**YOUR TASKS:**
1. From the database storage notes below, list the categories into which disk speed is divided.
2. Carry on the database storage notes below, picking up after their final sentence.

**TEXT FOR ANALYSIS:**

Storage

A database is no good if we don’t have a way to store the data, but how do we go about this in an effective manner? In order to answer this, we have to look at how data is physically stored first.

Physical Storage

At the physical level, there are three types of storage: primary storage (RAM), secondary storage (hard drives, SSDs, etc.), and tertiary storage (optical disks, tapes, etc.).

In an ideal world, we’d want to throw the database onto the CPU because it’s faster, but this comes with some problems:

RAM is expensive and volatile.
There’s usually not enough room to fit an entire database.

With this in mind, most databases are stored on hard drives available online at any time, with tertiary storage (mainly tapes) being used mainly as backups or archives.

SSDs are faster than hard drives, but there’s a limit to how much you can write.

Due to the way hard drives work, it’s beneficial to store data in a specific way, deciding on:

Primary organization (how records are placed on the disk, i.e., ordering, and how the records are accessed).
Secondary organization (how we should effectively access other commonly accessed attributes).

Hard Drives

The way these work is that we have an arm reading from the lines (called tracks) along a series of disks (called platters) all stacked on each other around a spindle.

Untitled

When we want to get data, we spin the disks until the data is over the head of the arm, where it is then read.

Since each block is usually not enough space to store all the data we need, we have to bring data in chunks (called blocks).

We can divide the speed of the disk into three categories:

Seek time: Time taken to find the right track.
Latency (rotational latency): Time taken to find the right sector (section of the track to read from).
Block transfer time: Time taken to read and move the data.
- This is usually much faster than the seek and latency.

The way we group data is in the form of records of either fixed or variable length, which are collections of related data values (called bytes).

The resulting file is a sequence of these records, along with a file header that includes information to describe the file, such as field names, data types, and addresses of the blocks.

Untitled

We bring in this data one block (sequence of bytes) at a time, with the block size depending on the operating system since we bring the block straight into main memory.

Sometimes we can store multiple records in one block, the number of which we refer to as the blocking factor.

If this isn’t an integer, there might be empty space.

Similarly, we sometimes have spanned records, which take up one or more blocks.

Untitled

Usually, we use spanned blocking for variable-length records.

These blocks can either be contiguous, linked, or indexed.

For the example above, the spanned blocking is linked, and the unspanned blocking is contiguous.

Untitled

A list of some of the other things we want to do to files, which basically boil down to adding, modifying, and deleting files/records.

The way we decide to store our records makes a huge impact on which method we use to access the records from memory.

Access Algorithms

Since we have multiple ways of storing data physically, we should have multiple algorithms and organizations for accessing our data depending on what we use.

Heap

In a heap, when we get a new record in a file, we simply add it to the end of that file, making this the simplest of all the organizations.

Let’s take a look at how fast our three operations are: insert, modify, and delete.

Insert: Since we tack it on to the end of the file, this is $O(1)$ time.
Modify: Since there’s no order to the files, we have to manually check each record until we find what we’re looking for, making this $O(n)$ time, where $n$ is the number of block accesses.

**GIVEN DATA:**

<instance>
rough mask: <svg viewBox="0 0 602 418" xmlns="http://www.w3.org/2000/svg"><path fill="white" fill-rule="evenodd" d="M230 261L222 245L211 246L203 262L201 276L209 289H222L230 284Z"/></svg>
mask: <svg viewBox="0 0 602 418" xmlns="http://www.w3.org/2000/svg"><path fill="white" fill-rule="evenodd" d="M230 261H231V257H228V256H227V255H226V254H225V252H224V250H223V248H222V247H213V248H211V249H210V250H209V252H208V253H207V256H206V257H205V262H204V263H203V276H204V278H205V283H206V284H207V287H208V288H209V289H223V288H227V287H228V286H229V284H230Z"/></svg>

**OUTPUTS FOR THE TASKS:**
1.
- Seek time
- Latency (rotational latency)
- Block transfer time

2.
Delete: Same story as modify, $O(n)$ time.
- For delete, we also have to consider whether we want to move everything up or leave a gap in our file.

This is very good for bulk loading and bulk reading, as well as when we have a small relation or other access structures such as an indexed key (more on this later).

Where this gets bad is when we regularly have to search for specific records, delete records, or sort the relation.

Here’s an interesting question: If we have 100,000 records in a file with a block size of 2048 bytes and a record size of 500 bytes, how many blocks will we have to access on average for a search?

First, we calculate the blocking factor ($b_{fr}$) and the number of blocks ($b$):

\[b_{fr} = B/R = 2048/500 \approx 4 \\ b = r/b_{fr} = 100000/4 = 25000\]

Now, since the average speed of linear search is $b/2$, calculating the number of accesses is straightforward:

\[b_a = b/2 = 25000/2 = 12500\]

Ordered

In an ordered organization, we pick some field to order by and insert records based on that order.

Often, this is the primary key, but it depends on your needs.

Now for the three operations:

Insert: Since we have an order, we can use binary search to get to the right spot in $O(\log(n))$, but we have to push records back to fit the new one, which still amounts to $O(n)$.
Modify: We only need binary search to get to the record we want, so this is $O(\log(n))$.
Delete: Same story as insert, $O(n)$.

This is good when we want to search a lot and need files to be in order (i.e., no sorting required), but not so good when we’re inserting and deleting a lot.

Binary search on the disk itself can get expensive, which is why this is rarely used without a primary index.

Let’s ask the same question from before: Since the number of blocks is still 25000, if we need to do a sequential search, we still need 12500 accesses on average.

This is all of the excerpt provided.